“It matters what matters we use to think other matters with; it matters what stories we tell to tell other stories with; it matters what knots knot knots, what thoughts think thoughts, what descriptions describe descriptions, what ties tie ties.” - Donna Haraway
Marketing breeds complexity. Such is its nature that complexity manifests itself internally first. Projects, committees, portfolios, bureaucracies often grow weeds more than flowers leaving little time, resources or mind space to innovate.
Yet innovate we must, else it’s a slippery slope to extinction. Nora Bateson said, “the opposite of complexity is reductionism. Simplicity is complexity with grace.” I wholeheartedly agree from a marketer’s perspective.
The ask is wickedly simple. We need to separate what’s needed from what’s not—across technology, data and people. If it’s not delivering value, then it’s not a priority. No matter what the strategy, vision and brand purpose—less is more. If only doing this would be as easy as stating it.

* WRITTEN EXERCISE 1 *
Update the marketing passage from the part that opens with the words containing "Yet innovate we" and closes with "a marketer’s perspective.", replacing "reductionism" with "oversimplification".
* WRITTEN EXERCISE 2 *
In the marketing passage, who is quoted as saying that "the opposite of complexity is reductionism"?
The listing comes from a separate source.

* DATASET ENTRIES *
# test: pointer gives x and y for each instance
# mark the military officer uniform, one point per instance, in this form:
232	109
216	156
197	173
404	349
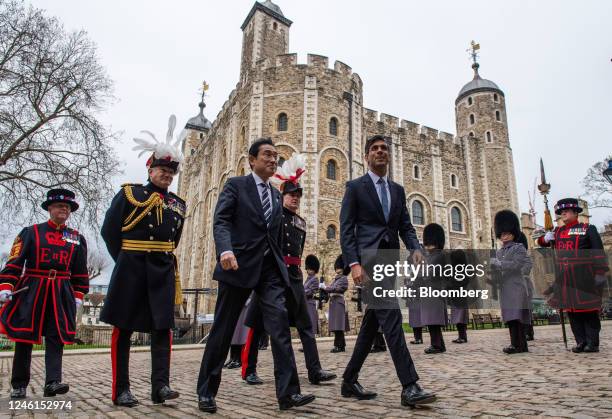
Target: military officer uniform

* EXERCISE RESPONSE 1 *
Yet innovate we must, else it’s a slippery slope to extinction. Nora Bateson said, “the opposite of complexity is oversimplification. Simplicity is complexity with grace.” I wholeheartedly agree from a marketer’s perspective.

* EXERCISE RESPONSE 2 *
Nora Bateson